WORK TO BE COMPLETED: Return only the lines from the top of the material through the line marked by "x=346, y=99", unaltered.

SOURCE MATERIAL:
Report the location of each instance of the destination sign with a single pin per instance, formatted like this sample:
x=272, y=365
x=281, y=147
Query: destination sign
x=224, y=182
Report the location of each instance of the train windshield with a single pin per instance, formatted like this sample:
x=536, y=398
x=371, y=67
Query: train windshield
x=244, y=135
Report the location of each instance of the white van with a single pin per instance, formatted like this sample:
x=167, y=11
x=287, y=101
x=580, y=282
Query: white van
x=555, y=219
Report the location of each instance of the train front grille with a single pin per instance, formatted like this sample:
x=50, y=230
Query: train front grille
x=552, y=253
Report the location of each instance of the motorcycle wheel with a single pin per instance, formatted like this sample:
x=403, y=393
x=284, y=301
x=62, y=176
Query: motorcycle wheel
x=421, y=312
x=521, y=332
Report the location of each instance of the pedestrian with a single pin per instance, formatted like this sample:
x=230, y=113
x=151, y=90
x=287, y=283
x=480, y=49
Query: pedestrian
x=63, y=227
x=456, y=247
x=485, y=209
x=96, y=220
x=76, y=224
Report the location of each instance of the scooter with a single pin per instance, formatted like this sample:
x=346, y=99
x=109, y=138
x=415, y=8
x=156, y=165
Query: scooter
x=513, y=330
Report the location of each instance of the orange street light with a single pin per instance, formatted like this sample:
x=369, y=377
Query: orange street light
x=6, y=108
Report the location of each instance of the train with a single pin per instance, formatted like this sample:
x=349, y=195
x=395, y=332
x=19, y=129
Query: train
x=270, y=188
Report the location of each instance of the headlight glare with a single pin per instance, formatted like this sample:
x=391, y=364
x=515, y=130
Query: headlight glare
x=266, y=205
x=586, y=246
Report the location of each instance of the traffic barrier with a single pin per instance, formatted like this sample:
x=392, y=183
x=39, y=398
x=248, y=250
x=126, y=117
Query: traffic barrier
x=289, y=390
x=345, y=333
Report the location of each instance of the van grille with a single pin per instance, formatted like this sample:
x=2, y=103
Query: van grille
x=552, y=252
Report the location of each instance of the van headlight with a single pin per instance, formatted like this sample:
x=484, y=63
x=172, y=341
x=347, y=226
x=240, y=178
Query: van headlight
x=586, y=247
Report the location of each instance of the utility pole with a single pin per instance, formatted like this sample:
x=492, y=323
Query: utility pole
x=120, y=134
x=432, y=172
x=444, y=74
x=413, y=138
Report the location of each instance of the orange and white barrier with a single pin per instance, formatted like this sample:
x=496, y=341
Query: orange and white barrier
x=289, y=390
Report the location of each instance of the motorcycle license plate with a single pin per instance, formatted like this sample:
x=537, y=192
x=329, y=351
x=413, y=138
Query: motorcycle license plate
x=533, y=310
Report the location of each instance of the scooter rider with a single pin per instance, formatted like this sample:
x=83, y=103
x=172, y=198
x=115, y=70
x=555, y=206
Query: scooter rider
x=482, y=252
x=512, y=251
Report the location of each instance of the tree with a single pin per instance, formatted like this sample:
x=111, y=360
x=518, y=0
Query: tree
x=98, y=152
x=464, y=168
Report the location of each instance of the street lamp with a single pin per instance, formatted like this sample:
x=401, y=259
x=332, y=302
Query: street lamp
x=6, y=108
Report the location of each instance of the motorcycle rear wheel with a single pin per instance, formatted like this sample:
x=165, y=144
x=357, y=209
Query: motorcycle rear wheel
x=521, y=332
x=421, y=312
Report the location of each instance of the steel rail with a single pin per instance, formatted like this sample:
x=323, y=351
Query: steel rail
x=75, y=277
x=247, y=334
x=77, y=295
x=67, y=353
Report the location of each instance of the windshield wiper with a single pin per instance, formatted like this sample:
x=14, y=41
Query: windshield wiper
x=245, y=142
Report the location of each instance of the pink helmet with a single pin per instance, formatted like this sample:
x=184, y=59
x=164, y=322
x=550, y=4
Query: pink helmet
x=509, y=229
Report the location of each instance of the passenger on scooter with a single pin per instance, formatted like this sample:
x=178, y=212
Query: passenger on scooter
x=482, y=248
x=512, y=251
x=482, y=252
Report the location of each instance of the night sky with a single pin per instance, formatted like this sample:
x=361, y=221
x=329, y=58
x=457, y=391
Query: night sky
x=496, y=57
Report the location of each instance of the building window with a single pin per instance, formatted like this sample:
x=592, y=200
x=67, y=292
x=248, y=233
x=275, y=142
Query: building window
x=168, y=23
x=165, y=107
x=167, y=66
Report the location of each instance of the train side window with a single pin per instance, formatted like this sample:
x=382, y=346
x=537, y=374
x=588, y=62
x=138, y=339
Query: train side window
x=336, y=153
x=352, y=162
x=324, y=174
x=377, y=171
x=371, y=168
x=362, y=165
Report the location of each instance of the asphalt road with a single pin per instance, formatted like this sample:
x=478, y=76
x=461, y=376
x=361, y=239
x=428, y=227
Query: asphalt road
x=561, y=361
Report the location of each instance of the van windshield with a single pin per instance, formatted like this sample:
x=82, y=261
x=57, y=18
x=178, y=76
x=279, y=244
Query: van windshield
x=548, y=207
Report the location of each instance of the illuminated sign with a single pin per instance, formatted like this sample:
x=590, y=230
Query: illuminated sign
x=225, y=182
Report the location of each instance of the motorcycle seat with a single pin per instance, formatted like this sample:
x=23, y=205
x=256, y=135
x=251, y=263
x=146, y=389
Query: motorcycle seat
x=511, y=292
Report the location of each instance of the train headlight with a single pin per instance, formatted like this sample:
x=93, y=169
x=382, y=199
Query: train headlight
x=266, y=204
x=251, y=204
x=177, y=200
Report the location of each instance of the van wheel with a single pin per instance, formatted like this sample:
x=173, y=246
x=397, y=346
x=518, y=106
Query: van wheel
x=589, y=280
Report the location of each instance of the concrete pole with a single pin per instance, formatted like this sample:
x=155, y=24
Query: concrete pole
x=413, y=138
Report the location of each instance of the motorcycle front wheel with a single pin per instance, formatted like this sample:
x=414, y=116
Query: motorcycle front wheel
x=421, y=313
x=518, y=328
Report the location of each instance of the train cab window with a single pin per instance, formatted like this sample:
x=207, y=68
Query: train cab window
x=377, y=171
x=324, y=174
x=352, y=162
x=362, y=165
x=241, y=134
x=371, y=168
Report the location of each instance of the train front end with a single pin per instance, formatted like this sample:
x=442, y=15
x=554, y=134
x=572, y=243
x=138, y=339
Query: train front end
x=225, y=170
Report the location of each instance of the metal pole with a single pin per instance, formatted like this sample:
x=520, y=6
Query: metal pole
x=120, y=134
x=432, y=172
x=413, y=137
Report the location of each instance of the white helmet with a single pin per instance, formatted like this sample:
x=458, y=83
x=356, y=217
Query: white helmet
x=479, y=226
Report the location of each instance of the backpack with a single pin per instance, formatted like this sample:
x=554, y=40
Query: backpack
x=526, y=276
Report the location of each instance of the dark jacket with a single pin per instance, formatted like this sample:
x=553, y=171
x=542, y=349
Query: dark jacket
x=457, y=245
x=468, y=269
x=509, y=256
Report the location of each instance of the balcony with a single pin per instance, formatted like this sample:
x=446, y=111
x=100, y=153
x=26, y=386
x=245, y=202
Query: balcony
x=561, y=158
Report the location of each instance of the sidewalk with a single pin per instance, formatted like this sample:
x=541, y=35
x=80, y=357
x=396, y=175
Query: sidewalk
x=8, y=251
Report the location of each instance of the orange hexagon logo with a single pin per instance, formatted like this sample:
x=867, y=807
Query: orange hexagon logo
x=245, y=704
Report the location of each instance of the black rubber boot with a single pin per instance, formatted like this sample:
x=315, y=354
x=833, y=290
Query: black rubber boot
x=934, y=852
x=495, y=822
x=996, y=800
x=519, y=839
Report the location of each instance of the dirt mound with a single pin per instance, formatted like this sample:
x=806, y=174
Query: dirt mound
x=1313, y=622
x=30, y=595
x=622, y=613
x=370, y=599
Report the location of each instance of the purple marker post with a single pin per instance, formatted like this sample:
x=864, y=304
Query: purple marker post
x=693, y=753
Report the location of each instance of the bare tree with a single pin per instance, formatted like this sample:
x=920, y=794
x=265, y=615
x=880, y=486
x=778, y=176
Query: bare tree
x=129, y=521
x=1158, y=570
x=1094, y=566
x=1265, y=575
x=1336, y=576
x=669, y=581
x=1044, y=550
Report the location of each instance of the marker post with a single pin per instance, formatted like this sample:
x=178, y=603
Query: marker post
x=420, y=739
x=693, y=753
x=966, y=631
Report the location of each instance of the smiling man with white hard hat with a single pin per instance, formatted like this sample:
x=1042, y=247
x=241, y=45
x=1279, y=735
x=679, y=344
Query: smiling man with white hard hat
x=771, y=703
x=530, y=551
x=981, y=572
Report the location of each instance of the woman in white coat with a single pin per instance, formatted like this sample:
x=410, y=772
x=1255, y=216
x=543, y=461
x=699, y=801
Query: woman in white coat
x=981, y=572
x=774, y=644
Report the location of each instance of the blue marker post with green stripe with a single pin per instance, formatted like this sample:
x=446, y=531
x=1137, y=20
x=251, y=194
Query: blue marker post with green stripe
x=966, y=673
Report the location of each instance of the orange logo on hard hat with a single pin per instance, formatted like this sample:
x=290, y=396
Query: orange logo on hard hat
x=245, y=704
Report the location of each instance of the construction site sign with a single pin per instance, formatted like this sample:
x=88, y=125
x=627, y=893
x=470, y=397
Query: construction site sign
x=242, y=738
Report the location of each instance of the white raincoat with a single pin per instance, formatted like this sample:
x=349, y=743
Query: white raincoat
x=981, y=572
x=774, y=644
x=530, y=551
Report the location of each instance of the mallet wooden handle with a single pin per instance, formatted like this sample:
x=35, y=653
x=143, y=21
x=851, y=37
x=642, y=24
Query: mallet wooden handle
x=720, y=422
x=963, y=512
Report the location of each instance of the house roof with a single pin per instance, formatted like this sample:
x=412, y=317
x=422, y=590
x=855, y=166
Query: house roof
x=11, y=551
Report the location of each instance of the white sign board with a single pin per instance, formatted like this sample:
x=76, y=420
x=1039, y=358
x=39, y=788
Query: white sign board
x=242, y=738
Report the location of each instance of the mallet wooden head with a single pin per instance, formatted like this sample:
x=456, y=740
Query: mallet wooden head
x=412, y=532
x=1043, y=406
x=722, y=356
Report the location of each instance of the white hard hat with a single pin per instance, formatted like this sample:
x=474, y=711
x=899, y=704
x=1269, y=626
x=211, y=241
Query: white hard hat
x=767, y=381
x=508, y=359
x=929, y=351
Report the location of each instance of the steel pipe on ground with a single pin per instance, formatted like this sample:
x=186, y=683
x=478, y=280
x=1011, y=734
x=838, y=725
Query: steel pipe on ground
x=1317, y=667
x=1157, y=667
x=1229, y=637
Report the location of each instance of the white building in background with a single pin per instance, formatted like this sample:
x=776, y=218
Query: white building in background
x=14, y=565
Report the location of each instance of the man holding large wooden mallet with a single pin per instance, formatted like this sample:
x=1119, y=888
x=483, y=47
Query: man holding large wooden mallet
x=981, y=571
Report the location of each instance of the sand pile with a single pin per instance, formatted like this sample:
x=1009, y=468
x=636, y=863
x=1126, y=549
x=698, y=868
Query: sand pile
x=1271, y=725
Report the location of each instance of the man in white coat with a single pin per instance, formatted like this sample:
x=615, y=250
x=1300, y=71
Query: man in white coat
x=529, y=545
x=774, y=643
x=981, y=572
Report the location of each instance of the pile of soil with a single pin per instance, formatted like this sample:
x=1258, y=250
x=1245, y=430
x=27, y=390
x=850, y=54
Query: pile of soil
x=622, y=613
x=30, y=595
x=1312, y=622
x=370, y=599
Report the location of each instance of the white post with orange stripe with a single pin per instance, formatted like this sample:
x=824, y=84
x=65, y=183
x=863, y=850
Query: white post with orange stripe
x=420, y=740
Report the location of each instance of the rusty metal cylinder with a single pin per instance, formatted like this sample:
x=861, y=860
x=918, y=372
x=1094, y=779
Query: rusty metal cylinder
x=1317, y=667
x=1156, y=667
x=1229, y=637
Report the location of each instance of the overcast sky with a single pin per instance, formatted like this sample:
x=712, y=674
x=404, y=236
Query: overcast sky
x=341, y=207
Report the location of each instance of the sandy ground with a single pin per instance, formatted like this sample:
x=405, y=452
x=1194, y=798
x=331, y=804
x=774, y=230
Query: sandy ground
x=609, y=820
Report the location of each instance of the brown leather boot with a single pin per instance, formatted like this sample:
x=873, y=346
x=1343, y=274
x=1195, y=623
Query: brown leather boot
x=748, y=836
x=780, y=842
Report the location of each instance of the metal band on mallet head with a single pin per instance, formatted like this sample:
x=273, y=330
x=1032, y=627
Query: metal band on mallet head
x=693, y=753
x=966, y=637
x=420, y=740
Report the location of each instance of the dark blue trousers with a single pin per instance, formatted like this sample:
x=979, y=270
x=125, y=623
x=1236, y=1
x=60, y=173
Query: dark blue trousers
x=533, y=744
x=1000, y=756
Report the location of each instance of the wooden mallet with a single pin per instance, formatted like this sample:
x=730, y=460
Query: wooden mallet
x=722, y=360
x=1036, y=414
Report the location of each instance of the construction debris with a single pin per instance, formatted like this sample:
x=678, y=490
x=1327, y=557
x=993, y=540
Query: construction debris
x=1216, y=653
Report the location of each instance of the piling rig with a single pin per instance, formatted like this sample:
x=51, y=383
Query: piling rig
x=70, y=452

YOUR SOLUTION:
Report the location of each instance of the destination sign with a single pin per instance, formatted like this sample:
x=272, y=365
x=281, y=147
Query: destination sign
x=224, y=182
Report the location of each instance of the train windshield with a single pin per instance, formatted like this sample:
x=536, y=398
x=371, y=67
Query: train windshield
x=244, y=135
Report the location of each instance of the white van with a single pin per instance, formatted like this sample:
x=167, y=11
x=287, y=101
x=580, y=282
Query: white van
x=555, y=219
Report the location of each instance of the train front grille with a single pin per instance, formatted like this sample:
x=50, y=230
Query: train front grille
x=552, y=253
Report the location of each instance of the motorcycle wheel with a single pin per instance, formatted like this sample:
x=403, y=393
x=284, y=301
x=62, y=176
Query: motorcycle wheel
x=421, y=312
x=521, y=332
Report the location of each instance of the pedestrian with a single pin per instance, formatted like this sample:
x=230, y=113
x=151, y=90
x=287, y=283
x=480, y=49
Query: pedestrian
x=63, y=227
x=456, y=247
x=485, y=209
x=96, y=220
x=76, y=224
Report the location of each instance of the scooter with a single pin per instance, formatted like this sample:
x=346, y=99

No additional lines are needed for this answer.